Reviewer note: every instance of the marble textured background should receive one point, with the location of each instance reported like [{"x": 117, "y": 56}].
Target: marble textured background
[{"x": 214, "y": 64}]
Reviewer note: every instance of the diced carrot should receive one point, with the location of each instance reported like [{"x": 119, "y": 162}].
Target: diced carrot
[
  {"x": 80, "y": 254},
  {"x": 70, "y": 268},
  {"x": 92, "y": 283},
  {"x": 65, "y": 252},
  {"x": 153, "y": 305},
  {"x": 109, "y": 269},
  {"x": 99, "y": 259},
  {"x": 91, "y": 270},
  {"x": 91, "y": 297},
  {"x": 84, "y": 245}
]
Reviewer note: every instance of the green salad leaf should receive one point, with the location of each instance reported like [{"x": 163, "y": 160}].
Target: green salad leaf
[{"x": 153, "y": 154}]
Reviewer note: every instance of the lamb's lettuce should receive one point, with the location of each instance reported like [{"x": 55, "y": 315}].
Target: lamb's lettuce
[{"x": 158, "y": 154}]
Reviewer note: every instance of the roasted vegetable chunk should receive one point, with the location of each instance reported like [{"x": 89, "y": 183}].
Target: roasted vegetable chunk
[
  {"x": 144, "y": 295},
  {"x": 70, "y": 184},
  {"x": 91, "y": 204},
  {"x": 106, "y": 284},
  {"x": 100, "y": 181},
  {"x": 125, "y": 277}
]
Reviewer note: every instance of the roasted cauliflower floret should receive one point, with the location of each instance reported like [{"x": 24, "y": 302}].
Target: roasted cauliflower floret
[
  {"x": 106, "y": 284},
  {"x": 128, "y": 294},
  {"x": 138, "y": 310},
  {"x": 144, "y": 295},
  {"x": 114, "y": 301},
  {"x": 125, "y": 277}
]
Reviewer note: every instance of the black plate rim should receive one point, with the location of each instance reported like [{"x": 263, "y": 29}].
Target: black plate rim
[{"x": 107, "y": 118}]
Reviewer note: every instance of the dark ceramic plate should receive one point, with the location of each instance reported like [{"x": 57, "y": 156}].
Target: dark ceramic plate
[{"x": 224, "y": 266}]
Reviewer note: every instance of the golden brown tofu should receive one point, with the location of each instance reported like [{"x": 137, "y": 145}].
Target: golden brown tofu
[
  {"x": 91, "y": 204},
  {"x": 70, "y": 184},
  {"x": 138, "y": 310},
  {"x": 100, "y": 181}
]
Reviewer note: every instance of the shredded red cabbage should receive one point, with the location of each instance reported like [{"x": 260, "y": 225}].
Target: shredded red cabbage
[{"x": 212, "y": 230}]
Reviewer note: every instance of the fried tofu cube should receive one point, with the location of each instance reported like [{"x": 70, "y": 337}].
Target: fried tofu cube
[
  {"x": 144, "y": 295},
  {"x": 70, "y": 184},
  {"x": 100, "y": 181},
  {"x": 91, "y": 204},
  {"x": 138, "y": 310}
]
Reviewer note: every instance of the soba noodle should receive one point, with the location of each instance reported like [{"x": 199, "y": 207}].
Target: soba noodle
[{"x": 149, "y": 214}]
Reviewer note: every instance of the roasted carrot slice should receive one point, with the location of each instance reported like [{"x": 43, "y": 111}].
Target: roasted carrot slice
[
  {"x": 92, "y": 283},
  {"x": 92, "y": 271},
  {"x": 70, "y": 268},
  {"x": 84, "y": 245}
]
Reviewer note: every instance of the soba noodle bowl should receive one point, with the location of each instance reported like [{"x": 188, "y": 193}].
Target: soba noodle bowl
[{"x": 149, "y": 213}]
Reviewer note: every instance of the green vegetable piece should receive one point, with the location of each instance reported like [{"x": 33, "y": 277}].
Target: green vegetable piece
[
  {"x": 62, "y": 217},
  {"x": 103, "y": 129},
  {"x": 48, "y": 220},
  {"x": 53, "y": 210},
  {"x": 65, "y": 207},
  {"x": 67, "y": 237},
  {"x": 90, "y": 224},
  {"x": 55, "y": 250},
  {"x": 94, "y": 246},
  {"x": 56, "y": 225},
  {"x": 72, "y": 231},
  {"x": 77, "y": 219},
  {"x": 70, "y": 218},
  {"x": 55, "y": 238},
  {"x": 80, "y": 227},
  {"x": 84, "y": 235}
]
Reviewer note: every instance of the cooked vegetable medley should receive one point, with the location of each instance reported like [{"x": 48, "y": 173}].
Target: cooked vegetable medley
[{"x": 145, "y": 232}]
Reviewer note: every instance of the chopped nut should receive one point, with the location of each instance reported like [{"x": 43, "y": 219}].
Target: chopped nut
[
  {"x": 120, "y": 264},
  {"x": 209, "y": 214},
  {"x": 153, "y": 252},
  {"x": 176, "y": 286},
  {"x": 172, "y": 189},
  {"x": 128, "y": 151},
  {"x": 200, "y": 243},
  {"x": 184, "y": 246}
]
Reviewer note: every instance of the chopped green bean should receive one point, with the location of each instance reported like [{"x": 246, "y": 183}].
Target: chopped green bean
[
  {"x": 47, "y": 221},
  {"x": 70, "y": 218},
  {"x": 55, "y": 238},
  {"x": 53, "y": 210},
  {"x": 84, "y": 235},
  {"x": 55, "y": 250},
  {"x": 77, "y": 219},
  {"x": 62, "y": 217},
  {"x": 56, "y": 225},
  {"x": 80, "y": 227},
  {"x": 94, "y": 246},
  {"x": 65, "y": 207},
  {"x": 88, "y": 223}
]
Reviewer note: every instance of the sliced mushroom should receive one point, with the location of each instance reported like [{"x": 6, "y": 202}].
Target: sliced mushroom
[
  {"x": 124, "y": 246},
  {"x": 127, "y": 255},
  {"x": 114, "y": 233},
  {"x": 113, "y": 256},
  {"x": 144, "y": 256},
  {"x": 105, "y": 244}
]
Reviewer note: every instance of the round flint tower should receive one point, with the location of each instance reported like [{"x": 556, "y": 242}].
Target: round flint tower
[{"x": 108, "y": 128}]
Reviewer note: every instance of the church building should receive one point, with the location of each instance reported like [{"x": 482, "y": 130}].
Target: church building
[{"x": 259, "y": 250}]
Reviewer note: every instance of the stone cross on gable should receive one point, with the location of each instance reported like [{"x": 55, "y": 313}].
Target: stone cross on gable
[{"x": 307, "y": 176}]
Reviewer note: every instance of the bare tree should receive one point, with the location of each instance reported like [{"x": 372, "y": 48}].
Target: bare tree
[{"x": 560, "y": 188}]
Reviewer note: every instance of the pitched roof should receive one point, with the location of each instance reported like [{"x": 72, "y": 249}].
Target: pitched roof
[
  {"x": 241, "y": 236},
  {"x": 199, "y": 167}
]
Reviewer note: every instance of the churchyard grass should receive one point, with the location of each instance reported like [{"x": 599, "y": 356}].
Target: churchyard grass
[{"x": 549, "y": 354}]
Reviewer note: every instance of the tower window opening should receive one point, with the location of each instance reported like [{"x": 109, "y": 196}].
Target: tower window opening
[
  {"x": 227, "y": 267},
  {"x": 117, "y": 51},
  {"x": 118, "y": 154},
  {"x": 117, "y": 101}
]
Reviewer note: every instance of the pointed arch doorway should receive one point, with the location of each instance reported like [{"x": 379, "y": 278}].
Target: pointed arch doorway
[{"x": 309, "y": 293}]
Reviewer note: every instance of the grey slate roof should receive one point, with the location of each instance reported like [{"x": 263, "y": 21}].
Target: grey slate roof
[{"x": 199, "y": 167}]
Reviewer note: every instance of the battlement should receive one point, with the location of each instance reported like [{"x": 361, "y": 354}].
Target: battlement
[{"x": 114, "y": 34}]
---------------
TASK TO CARRY OUT =
Reproduce, exactly as they stand in the data above, the lines from the one that holds "Reviewer note: every instance of the shredded" to the one that holds "Reviewer note: every instance of the fried", inclusive.

REPLY TO THE EXERCISE =
Reviewer note: every instance of the shredded red cabbage should receive one point, with the location of each instance reported like [{"x": 260, "y": 225}].
Target: shredded red cabbage
[{"x": 212, "y": 230}]
Reviewer note: every instance of the fried tofu cube should receive one point, with the location of each instance reported like [{"x": 70, "y": 337}].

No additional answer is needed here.